** START OF Available records **
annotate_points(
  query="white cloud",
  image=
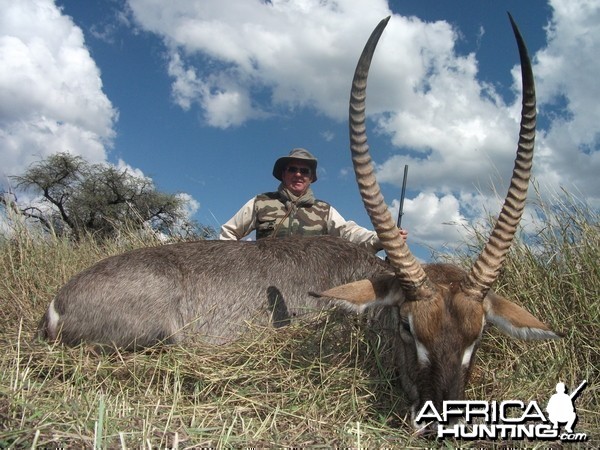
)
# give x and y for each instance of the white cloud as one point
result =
(427, 98)
(51, 95)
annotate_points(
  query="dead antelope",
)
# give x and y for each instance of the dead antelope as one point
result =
(431, 317)
(441, 310)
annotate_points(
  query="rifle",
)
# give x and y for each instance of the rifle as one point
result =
(402, 194)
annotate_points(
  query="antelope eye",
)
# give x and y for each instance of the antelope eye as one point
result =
(405, 324)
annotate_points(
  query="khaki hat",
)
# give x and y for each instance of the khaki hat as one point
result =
(296, 154)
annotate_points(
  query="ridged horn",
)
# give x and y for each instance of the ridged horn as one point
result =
(487, 266)
(408, 270)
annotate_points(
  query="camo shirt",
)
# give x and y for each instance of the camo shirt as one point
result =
(271, 214)
(278, 217)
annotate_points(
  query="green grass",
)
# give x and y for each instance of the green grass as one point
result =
(303, 386)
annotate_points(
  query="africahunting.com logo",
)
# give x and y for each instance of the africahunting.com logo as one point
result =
(510, 419)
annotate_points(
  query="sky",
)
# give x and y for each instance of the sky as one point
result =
(204, 96)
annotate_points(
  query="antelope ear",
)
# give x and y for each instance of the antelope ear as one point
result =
(358, 295)
(514, 320)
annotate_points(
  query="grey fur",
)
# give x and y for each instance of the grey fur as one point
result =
(206, 288)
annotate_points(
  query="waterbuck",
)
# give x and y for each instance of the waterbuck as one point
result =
(431, 317)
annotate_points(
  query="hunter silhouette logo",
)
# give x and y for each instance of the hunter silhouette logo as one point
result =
(508, 419)
(561, 406)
** END OF Available records **
**Required work**
Transcribe the records above exactly as they appear, leaving out any pictures.

**Finished answer**
annotate_points(
  query="white cloud",
  image=
)
# give x and y for each instance of the white cloud as one point
result =
(427, 98)
(51, 95)
annotate_points(
  query="dead antelope",
)
# give x and y for each instance of the dead antelope as one point
result =
(431, 317)
(441, 310)
annotate_points(
  query="rifle",
)
# give x and y for each instance of the rifle as one point
result =
(402, 194)
annotate_points(
  query="antelope eye",
)
# give x and y for each instance of the antelope eye as one point
result =
(405, 324)
annotate_points(
  query="khaki hat",
)
# give x and y for each instance of the khaki hat as one point
result =
(296, 154)
annotate_points(
  query="ridged horn",
)
# give x and y for each instance of the ridged horn as one point
result =
(487, 266)
(408, 270)
annotate_points(
  query="camo shirt",
)
# give x and y for each instance of the camo shirt as one point
result =
(271, 214)
(278, 217)
annotate_points(
  query="green grass",
)
# give x and y for each instance of the green grass as one point
result =
(303, 386)
annotate_points(
  query="africahunting.com logo",
)
# give x and y for each instance of the africahunting.com logo as one point
result =
(510, 419)
annotate_points(
  query="sky",
)
# give x and y for each instance of the sky as one point
result =
(204, 96)
annotate_points(
  query="antelope ear",
)
# give x and y for each instance of the antelope ear as one point
result =
(358, 295)
(514, 320)
annotate_points(
  query="grey fur",
)
# give x and y for each instance of the grey fur as one point
result =
(206, 288)
annotate_points(
  query="waterbuck",
)
# give x and y for each instance of the waterbuck as one point
result =
(431, 317)
annotate_points(
  query="hunter silhouette logo",
)
# give x and y for each instance of the hunter silhouette logo as one point
result =
(508, 419)
(561, 406)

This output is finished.